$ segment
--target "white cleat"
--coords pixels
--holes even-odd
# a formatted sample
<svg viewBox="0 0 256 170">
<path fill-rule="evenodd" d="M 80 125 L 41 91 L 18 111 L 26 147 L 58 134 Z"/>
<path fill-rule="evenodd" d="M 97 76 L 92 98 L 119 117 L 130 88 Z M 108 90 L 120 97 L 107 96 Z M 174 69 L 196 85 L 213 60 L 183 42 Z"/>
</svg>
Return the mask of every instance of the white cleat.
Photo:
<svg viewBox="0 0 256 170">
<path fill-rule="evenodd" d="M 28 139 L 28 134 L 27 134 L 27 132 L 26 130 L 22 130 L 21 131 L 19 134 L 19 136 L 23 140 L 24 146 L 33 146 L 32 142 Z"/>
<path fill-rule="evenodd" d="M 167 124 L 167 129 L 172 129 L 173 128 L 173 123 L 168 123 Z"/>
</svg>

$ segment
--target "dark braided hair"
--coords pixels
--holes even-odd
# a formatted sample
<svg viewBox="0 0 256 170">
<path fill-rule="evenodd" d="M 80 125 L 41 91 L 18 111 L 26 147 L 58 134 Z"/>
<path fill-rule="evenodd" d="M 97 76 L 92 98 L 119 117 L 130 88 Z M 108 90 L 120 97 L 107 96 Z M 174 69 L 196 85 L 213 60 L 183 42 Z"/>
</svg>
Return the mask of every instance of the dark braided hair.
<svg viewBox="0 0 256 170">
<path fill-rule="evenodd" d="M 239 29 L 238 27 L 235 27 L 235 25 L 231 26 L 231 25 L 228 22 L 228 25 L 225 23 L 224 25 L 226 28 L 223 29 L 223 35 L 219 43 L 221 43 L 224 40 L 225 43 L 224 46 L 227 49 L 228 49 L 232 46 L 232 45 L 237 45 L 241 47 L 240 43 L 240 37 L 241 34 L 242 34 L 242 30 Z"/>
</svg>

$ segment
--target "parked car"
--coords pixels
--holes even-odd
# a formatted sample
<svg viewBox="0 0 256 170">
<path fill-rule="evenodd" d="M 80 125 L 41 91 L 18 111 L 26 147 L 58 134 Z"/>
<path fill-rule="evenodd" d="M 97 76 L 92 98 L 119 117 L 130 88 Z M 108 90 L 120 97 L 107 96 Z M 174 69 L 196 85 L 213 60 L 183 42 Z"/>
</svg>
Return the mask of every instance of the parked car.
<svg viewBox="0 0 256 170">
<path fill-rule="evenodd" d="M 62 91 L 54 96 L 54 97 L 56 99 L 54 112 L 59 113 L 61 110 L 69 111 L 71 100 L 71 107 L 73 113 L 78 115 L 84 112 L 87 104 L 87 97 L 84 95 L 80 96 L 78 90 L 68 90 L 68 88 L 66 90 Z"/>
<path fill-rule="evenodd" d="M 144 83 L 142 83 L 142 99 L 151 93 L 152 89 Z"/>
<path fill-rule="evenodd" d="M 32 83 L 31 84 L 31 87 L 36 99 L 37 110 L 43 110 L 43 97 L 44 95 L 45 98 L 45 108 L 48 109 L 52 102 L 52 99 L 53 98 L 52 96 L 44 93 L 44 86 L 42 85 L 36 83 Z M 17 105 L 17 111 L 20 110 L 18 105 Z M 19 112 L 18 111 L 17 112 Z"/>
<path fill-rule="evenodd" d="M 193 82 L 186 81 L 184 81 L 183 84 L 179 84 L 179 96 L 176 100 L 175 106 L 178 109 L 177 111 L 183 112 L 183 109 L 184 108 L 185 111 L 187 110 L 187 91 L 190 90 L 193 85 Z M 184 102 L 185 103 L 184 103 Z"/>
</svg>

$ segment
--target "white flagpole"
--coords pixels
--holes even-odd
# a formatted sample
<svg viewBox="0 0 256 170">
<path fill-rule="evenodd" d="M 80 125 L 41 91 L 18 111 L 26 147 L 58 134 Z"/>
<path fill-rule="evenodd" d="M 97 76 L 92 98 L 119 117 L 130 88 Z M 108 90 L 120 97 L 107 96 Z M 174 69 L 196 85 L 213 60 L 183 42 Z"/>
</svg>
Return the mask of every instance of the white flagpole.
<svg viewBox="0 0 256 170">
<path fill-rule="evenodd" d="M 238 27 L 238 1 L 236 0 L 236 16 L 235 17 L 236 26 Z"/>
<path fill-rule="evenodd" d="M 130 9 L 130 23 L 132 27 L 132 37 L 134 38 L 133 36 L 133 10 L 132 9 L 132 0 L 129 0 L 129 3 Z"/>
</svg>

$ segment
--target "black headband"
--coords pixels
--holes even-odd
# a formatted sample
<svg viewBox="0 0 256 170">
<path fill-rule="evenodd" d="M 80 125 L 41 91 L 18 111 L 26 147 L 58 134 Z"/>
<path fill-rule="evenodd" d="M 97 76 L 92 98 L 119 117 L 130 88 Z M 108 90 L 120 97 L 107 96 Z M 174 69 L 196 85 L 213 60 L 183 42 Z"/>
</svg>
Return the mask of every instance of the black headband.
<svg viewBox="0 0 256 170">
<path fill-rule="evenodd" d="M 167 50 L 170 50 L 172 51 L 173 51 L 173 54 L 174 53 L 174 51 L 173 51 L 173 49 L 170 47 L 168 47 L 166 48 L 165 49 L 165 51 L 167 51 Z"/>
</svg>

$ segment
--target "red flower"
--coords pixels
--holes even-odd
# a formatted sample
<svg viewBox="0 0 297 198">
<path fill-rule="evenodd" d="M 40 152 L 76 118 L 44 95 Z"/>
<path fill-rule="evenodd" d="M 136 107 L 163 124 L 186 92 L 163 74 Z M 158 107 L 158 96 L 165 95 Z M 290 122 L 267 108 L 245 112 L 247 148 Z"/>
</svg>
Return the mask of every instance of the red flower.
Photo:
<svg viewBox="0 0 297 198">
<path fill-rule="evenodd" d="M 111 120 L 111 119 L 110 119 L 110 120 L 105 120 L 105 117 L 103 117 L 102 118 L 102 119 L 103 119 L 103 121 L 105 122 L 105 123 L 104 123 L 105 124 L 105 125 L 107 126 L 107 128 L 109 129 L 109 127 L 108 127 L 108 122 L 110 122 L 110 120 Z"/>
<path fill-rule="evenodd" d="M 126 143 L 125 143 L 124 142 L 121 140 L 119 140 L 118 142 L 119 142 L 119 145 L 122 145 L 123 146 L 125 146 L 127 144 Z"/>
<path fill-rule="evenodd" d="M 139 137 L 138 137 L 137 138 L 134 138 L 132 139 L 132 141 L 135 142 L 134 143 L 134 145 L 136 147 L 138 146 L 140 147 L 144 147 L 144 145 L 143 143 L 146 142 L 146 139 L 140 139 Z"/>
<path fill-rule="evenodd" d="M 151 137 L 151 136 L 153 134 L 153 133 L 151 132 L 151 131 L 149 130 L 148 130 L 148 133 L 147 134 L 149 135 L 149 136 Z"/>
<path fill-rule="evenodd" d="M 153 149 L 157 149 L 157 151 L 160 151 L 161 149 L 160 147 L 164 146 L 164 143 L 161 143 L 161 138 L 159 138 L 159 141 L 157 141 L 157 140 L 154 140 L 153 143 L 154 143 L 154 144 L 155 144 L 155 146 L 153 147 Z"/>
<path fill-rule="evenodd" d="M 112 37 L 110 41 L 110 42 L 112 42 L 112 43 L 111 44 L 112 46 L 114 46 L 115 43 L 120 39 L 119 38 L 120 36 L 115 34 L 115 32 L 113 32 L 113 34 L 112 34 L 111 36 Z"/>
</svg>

§

Return every one of the lines above verbatim, with no alterations of any kind.

$ segment
--target "white cleat"
--coords pixels
--holes even-odd
# a formatted sample
<svg viewBox="0 0 256 170">
<path fill-rule="evenodd" d="M 80 125 L 41 91 L 18 111 L 26 147 L 58 134 Z"/>
<path fill-rule="evenodd" d="M 97 76 L 92 98 L 119 117 L 130 88 Z M 108 90 L 120 97 L 107 96 Z M 174 69 L 196 85 L 213 60 L 183 42 Z"/>
</svg>
Return the mask of every instance of the white cleat.
Photo:
<svg viewBox="0 0 256 170">
<path fill-rule="evenodd" d="M 28 139 L 28 134 L 27 134 L 27 132 L 26 130 L 22 130 L 21 131 L 19 134 L 19 136 L 23 140 L 24 146 L 33 146 L 32 142 Z"/>
<path fill-rule="evenodd" d="M 167 124 L 167 129 L 172 129 L 173 128 L 173 123 L 168 123 Z"/>
</svg>

$ segment
--target "dark braided hair"
--coords pixels
--holes even-odd
# a formatted sample
<svg viewBox="0 0 256 170">
<path fill-rule="evenodd" d="M 80 125 L 41 91 L 18 111 L 26 147 L 58 134 Z"/>
<path fill-rule="evenodd" d="M 97 76 L 92 98 L 119 117 L 130 88 Z M 108 90 L 120 97 L 107 96 Z M 174 69 L 196 85 L 213 60 L 183 42 Z"/>
</svg>
Return the mask of every instance of the dark braided hair.
<svg viewBox="0 0 256 170">
<path fill-rule="evenodd" d="M 239 29 L 238 27 L 235 27 L 235 25 L 231 26 L 231 25 L 228 22 L 228 25 L 225 23 L 224 25 L 226 28 L 223 29 L 223 35 L 219 43 L 221 43 L 224 40 L 225 43 L 224 46 L 227 49 L 228 49 L 232 46 L 232 45 L 237 45 L 241 47 L 240 43 L 240 37 L 241 34 L 242 34 L 242 30 Z"/>
</svg>

$ segment
--target "parked car"
--coords pixels
--holes even-odd
# a formatted sample
<svg viewBox="0 0 256 170">
<path fill-rule="evenodd" d="M 80 125 L 41 91 L 18 111 L 26 147 L 58 134 Z"/>
<path fill-rule="evenodd" d="M 97 76 L 92 98 L 119 117 L 130 88 Z M 108 90 L 120 97 L 107 96 Z M 174 69 L 196 85 L 213 60 L 183 42 Z"/>
</svg>
Return the mask of every instance of the parked car.
<svg viewBox="0 0 256 170">
<path fill-rule="evenodd" d="M 62 91 L 54 96 L 54 97 L 56 99 L 54 112 L 59 113 L 61 110 L 69 111 L 71 100 L 71 107 L 73 113 L 78 115 L 84 112 L 87 104 L 87 97 L 84 95 L 80 96 L 78 90 L 68 90 L 68 88 L 66 90 Z"/>
<path fill-rule="evenodd" d="M 144 83 L 142 83 L 142 99 L 151 93 L 152 89 Z"/>
<path fill-rule="evenodd" d="M 32 83 L 31 84 L 31 87 L 36 99 L 37 110 L 43 110 L 43 97 L 44 95 L 45 98 L 45 108 L 48 109 L 52 102 L 52 99 L 53 98 L 52 96 L 44 93 L 44 86 L 42 85 L 36 83 Z M 17 105 L 17 111 L 20 110 L 18 105 Z M 19 112 L 18 111 L 17 112 Z"/>
<path fill-rule="evenodd" d="M 193 82 L 186 81 L 184 81 L 183 84 L 179 84 L 179 96 L 176 100 L 175 106 L 178 109 L 177 111 L 183 112 L 183 109 L 184 108 L 185 111 L 187 110 L 187 91 L 190 90 L 193 85 Z M 184 102 L 185 103 L 184 103 Z"/>
</svg>

$ segment
--target "white flagpole"
--coords pixels
--holes even-odd
# a formatted sample
<svg viewBox="0 0 256 170">
<path fill-rule="evenodd" d="M 80 125 L 41 91 L 18 111 L 26 147 L 58 134 Z"/>
<path fill-rule="evenodd" d="M 97 76 L 92 98 L 119 117 L 130 88 Z M 108 90 L 120 97 L 107 96 Z M 174 69 L 196 85 L 213 60 L 183 42 Z"/>
</svg>
Return the mask of every instance of the white flagpole.
<svg viewBox="0 0 256 170">
<path fill-rule="evenodd" d="M 238 27 L 238 1 L 236 0 L 236 16 L 235 17 L 236 26 Z"/>
<path fill-rule="evenodd" d="M 130 9 L 130 23 L 132 27 L 132 37 L 134 38 L 133 36 L 133 10 L 132 9 L 132 0 L 129 0 L 129 3 Z"/>
</svg>

$ segment
--target "black headband"
--coords pixels
--holes even-odd
# a formatted sample
<svg viewBox="0 0 256 170">
<path fill-rule="evenodd" d="M 80 125 L 41 91 L 18 111 L 26 147 L 58 134 Z"/>
<path fill-rule="evenodd" d="M 97 76 L 92 98 L 119 117 L 130 88 Z M 108 90 L 120 97 L 107 96 Z M 174 69 L 196 85 L 213 60 L 183 42 Z"/>
</svg>
Return the mask of every instance of the black headband.
<svg viewBox="0 0 256 170">
<path fill-rule="evenodd" d="M 167 50 L 170 50 L 172 51 L 173 51 L 173 54 L 174 53 L 174 51 L 173 51 L 173 49 L 170 47 L 168 47 L 166 48 L 165 49 L 165 51 L 167 51 Z"/>
</svg>

$ segment
--target "red flower"
--coords pixels
--holes even-odd
# a formatted sample
<svg viewBox="0 0 297 198">
<path fill-rule="evenodd" d="M 40 152 L 76 118 L 44 95 Z"/>
<path fill-rule="evenodd" d="M 136 107 L 163 124 L 186 92 L 163 74 Z M 158 107 L 158 96 L 165 95 Z M 290 122 L 267 108 L 245 112 L 247 148 Z"/>
</svg>
Return the mask of every instance of the red flower.
Photo:
<svg viewBox="0 0 297 198">
<path fill-rule="evenodd" d="M 111 120 L 111 119 L 110 119 L 110 120 L 105 120 L 105 117 L 103 117 L 102 118 L 102 119 L 103 119 L 103 121 L 105 122 L 105 123 L 104 123 L 105 124 L 105 125 L 107 126 L 107 128 L 109 129 L 109 127 L 108 127 L 108 122 L 110 122 L 110 120 Z"/>
<path fill-rule="evenodd" d="M 126 143 L 125 143 L 124 142 L 121 140 L 119 140 L 118 142 L 119 142 L 119 145 L 122 145 L 123 146 L 125 146 L 127 144 Z"/>
<path fill-rule="evenodd" d="M 139 137 L 138 137 L 137 138 L 134 138 L 132 139 L 132 141 L 135 142 L 134 143 L 134 145 L 136 147 L 138 146 L 140 147 L 144 147 L 144 145 L 143 143 L 146 142 L 146 139 L 140 139 Z"/>
<path fill-rule="evenodd" d="M 151 137 L 151 136 L 153 134 L 153 133 L 151 132 L 151 131 L 149 130 L 148 130 L 148 133 L 147 134 L 149 135 L 149 136 Z"/>
<path fill-rule="evenodd" d="M 153 149 L 157 149 L 157 151 L 160 151 L 161 149 L 160 147 L 164 146 L 164 143 L 161 143 L 161 138 L 159 138 L 159 141 L 157 141 L 157 140 L 154 140 L 153 143 L 154 143 L 154 144 L 155 144 L 155 146 L 153 147 Z"/>
<path fill-rule="evenodd" d="M 112 37 L 110 41 L 110 42 L 112 42 L 112 43 L 111 44 L 112 46 L 114 46 L 115 43 L 120 39 L 119 38 L 120 36 L 115 34 L 115 32 L 113 32 L 113 34 L 112 34 L 111 36 Z"/>
</svg>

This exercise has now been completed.